You are asked to write out the full listing exactly as it stands.

Data records:
Content starts

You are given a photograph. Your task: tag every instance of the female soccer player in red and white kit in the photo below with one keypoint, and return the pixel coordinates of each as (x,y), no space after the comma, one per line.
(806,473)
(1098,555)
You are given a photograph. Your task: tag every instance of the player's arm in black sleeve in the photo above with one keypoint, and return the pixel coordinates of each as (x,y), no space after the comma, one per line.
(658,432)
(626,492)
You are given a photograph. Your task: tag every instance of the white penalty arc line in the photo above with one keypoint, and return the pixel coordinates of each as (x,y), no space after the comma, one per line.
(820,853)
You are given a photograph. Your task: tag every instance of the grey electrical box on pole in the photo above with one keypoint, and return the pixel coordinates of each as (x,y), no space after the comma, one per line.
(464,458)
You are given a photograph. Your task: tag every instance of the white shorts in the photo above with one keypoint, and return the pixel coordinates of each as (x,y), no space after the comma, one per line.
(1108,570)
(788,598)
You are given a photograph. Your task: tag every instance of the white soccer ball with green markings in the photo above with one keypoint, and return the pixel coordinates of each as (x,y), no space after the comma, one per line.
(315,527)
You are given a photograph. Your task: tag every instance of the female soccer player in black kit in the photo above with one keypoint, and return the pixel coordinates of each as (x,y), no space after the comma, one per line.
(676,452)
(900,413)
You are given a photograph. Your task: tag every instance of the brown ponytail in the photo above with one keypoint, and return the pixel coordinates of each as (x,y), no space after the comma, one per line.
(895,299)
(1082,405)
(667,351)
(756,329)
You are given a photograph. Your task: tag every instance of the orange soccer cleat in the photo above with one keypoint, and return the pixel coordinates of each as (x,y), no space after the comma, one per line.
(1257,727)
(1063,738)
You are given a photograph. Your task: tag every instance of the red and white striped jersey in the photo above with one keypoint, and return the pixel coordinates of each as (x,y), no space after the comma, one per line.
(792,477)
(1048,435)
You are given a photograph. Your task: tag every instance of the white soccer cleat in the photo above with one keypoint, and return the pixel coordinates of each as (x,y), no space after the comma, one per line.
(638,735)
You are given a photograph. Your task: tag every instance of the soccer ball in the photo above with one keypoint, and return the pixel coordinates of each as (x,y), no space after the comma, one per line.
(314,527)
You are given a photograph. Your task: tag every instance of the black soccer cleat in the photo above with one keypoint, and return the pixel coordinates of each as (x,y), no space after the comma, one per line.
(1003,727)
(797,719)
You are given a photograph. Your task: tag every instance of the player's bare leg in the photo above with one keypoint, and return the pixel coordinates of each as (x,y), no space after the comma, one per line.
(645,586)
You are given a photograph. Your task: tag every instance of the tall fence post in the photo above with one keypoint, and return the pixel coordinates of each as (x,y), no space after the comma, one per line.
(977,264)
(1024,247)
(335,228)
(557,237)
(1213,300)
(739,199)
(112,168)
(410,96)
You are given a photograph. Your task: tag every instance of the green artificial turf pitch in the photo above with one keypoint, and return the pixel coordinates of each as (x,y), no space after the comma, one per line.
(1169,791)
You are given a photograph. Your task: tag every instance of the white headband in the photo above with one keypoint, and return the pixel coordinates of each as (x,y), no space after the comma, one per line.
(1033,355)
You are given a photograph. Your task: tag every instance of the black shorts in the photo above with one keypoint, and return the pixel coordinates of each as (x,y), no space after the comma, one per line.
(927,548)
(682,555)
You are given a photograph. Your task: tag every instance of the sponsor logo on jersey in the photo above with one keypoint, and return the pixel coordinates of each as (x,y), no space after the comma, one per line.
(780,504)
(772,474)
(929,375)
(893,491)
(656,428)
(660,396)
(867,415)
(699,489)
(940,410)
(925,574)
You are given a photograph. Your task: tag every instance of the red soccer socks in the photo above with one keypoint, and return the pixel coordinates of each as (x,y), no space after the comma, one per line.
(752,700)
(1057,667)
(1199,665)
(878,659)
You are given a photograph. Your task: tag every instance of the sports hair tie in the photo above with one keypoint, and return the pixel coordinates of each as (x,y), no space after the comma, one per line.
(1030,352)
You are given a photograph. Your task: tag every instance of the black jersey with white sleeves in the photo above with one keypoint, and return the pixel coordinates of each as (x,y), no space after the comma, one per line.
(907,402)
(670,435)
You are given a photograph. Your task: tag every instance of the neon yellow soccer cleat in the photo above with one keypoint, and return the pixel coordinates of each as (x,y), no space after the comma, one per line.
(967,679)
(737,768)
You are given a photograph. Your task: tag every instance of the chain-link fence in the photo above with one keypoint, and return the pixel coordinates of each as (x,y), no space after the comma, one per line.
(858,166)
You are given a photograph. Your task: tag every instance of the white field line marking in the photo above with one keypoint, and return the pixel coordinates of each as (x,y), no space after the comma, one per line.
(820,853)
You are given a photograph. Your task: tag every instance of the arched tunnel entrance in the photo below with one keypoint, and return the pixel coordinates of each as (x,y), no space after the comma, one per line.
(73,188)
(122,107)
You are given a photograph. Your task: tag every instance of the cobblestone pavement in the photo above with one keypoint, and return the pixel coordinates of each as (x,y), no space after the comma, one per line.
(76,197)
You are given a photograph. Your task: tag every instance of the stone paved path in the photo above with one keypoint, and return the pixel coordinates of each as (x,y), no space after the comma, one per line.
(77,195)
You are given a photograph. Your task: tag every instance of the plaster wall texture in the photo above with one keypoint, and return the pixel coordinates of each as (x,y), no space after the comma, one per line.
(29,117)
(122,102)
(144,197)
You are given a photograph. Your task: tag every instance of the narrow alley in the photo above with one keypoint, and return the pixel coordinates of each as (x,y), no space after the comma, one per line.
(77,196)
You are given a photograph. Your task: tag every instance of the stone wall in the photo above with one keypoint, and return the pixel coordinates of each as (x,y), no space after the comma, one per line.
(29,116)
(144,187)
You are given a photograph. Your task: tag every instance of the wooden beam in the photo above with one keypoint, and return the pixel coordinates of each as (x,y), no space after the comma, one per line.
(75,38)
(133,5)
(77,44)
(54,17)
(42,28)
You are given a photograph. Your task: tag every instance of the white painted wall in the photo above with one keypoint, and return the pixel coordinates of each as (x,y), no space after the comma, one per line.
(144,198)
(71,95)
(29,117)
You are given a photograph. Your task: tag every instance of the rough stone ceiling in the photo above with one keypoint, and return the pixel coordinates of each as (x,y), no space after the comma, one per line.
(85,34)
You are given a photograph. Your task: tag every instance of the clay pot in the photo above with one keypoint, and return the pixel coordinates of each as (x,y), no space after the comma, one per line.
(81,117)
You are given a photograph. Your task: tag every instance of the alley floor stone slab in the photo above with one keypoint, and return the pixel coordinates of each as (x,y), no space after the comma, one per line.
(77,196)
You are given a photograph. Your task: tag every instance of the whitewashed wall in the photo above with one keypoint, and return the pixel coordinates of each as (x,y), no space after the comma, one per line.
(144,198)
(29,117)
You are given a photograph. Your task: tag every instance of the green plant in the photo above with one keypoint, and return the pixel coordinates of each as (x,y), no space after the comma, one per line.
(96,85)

Content ends

Answer space:
You are given a photograph. Your task: tag every instance of the female soccer player in red and white kit in the photo below with one keypoint, and return the pixel coordinates of each as (x,y), no space after the comma, one per line.
(806,473)
(1098,555)
You are given a photograph. Your task: tag every instance of the player's arm in black sleeve in the photo above with one keypoint, and return the pixel coordinates of each as (x,y), no space after the comma, one per line.
(658,432)
(626,492)
You are given a photograph. Your task: tag every instance of the white penalty arc line in the photo above with one keypoint, and return the pixel coordinates of each as (x,y), no space after the comma, one per line.
(820,853)
You are given a photograph. Your task: tag every instance of the grey electrical box on pole in the photo above with one keypoint, and return the pixel coordinates of each as (x,y), no space after the comma, one per line.
(464,458)
You are given a photograph. Your task: tag every instance of the white shorts in the photo above with one keypoint, and return the pixel coordinates of each as (x,y), no space after the comma, one per line.
(1108,570)
(788,598)
You are given a photograph. Your task: tag every instance of the white soccer ball with green markings in the photo above with one keypoint, and return the pixel coordinates of each as (x,y), no space after the comma, one per line.
(315,527)
You are given a photograph. Your task: tag every instance of the female soccer player in black kit in the photo above with one keypoint, and return the pixel coordinates of each as (x,y), no space after the comma, one per line.
(676,452)
(900,413)
You are given a photograph. Your task: tag every instance of the brown ponytail in the photo above with one keypoint, and return the pixel coordinates of each as (x,y), no space after the comma, one per line.
(895,299)
(1082,405)
(667,351)
(756,329)
You are given a photograph. Your task: tag every instance of the orange soccer cleat in the photo above with one keypoint, and return the pixel coordinates of each as (x,y), no space after the comma, one per line.
(1257,727)
(1063,738)
You are given a photograph. Your task: tag every instance of the red and white striped jersey in the photo above with one keypoint, and return the pixel coordinates of each as (x,y), no space after the comma, one per line.
(792,477)
(1048,435)
You are given a photograph. Your task: tag every instance of the white soccer cleat in the photo above with one keypoint, and return the pixel coordinates of each as (x,y), no space after the comma, one per line.
(638,735)
You are given a photograph. Your task: tag every instance of the soccer ball in the photo above with one keypoint, and return the pixel coordinates of each as (x,y), no space after the comma, one per line.
(314,527)
You are given a photograph. Your task: tag every instance of the black soccer cleat in the photo above with one keypoint, and return the pixel coordinates of each as (x,y), no space after the comma, one per line.
(1003,727)
(797,719)
You are given a photograph. Your task: tag every instance of the player's bare leg in the photo above with one keypoint, and return the pixel coordinates of each as (x,y), no space after the comma, one per line.
(645,586)
You are given a photograph. Your task: tag every instance of the tall fence post in the photo above with one keypoint, and return the pixel coordinates of each as (x,y), no space after the comma, one per line.
(977,264)
(1024,247)
(335,228)
(557,237)
(1213,300)
(739,199)
(112,168)
(410,96)
You are given a photograph. Your task: tag every instance of the green artificial turf pitch in the photo above with one keypoint, and return the pixel coordinates of each as (x,y), no space after the comma, one per line.
(1169,791)
You are given a photograph. Your task: tag every instance of the white headband in the photo above with one keypoint, and return the pixel coordinates of each as (x,y), no space after the comma, one per line.
(1033,355)
You are given a photograph. Your task: tag every instance of the black shorts in the photo above with one keypoint, and return the pixel coordinates of each as (x,y), no space after the comma, one per line.
(927,548)
(682,555)
You are given a photograph. Your task: tag every instance of the sponsor logo on jersey in the photo above with one keypoint, and return the pixel coordinates of each as (x,y), no space after the comma, one per line.
(780,504)
(772,474)
(929,375)
(893,491)
(656,428)
(660,396)
(867,415)
(699,489)
(940,410)
(925,574)
You are given a photograph. Your task: tag every instance of the red soccer socks in the photo above with one keypoint, and return the pixel coordinates of each as (x,y), no space after the comma, one per line.
(752,700)
(1057,667)
(1199,665)
(878,659)
You are given a photograph. Your task: tag every instance of the sports hair tie in the photo above with one keypoint, and return the pixel coordinates of each as (x,y), no space after the comma, one per line.
(1030,352)
You are given a photograph. Your task: tag every instance of the black jersey with white sleeves in the photo above with one keypoint, and return the pixel coordinates of each as (x,y), no space after the comma, one per line.
(907,402)
(670,435)
You are given a photograph. Your task: tag every instance of the neon yellow soccer cleat in the photo above with one keypoint, and return the pixel coordinates of each as (x,y), no space after the comma, one per line.
(967,679)
(737,768)
You are given a photograph. Your task: tag every instance of the chain-link fence in the photo above with one keypoint, and return the pixel coordinates of each as (x,y), no space after the comma, one per line.
(858,166)
You are given a photograph. Your task: tag every instance of the white field line marking in the photo above with one keypoint, and return the pixel coordinates of each as (x,y), no space after the comma, one per line.
(820,853)
You are given a photograph. Your task: tag every instance of the arched tunnel entrance in the photo below with one keypoint, and return the pixel coordinates of each as (x,y), no space after the comma, one per line.
(73,188)
(122,107)
You are given a photograph. Your task: tag every instance of the cobblestone pavement in the photo above with one keypoint, and return the pixel coordinates of each as (x,y), no space after the comma, one per line.
(76,197)
You are given a photograph. Your task: tag every instance of the stone paved path in the photo above with one keypoint, and return the pixel coordinates of each as (x,y), no space after the comma, one per line.
(77,195)
You are given a photograph. Your task: tag every instance of the plaster wall texture in the photo above with one keypoint, and return the pixel coordinates of each as (x,y), no space after the comma, one per line.
(29,117)
(122,102)
(144,197)
You are given a photograph. Your task: tag every instance of the narrow alley in the photo above with one keypoint, and return the pixel coordinates of each as (x,y), no space after the comma, one per line.
(77,196)
You are given a photograph. Your task: tag every instance of the stone wall in the photo above with one keypoint, and return the pixel coordinates of each as (x,y), no space after the comma, one per line.
(29,116)
(144,187)
You are given a photograph. Your task: tag every instance of the wooden beam in the photo above with one keypoint, and return the pixel coordinates of each as (x,y), no space after the comma, one per line.
(75,38)
(133,5)
(77,44)
(54,17)
(42,28)
You are given a photograph. Your task: tag every instance of the white painted wall in the photo above with one keypoint, and return the pixel coordinates of each as (x,y), no space after the comma, one per line.
(144,198)
(71,95)
(29,117)
You are given a photograph. Your task: tag every instance of the rough stone ceiling in the photo above with one keypoint, and return the pixel coordinates of each as (x,y), no space after the comma, one per line.
(85,34)
You are given a photograph. Your task: tag every instance of the clay pot in the photo above with one keypoint, and return the pixel coordinates of each as (x,y), no space after the comma, one per line.
(81,117)
You are given a photograph. Your task: tag every instance of the alley floor stone slab in the photo above with one keypoint, and return the pixel coordinates of each as (x,y), no space after the comma, one per line.
(77,196)
You are given a photograph. Your task: tag every instance of the whitewashed wall in the photo above with one keypoint, and return the pixel coordinates of each as (x,y), no space after the comma, one per line.
(144,198)
(29,117)
You are given a photograph. Your task: tag every instance of the green plant in the photo above with one keypoint, and return the pixel coordinates of each as (x,y), no space after the comma, one per line.
(96,85)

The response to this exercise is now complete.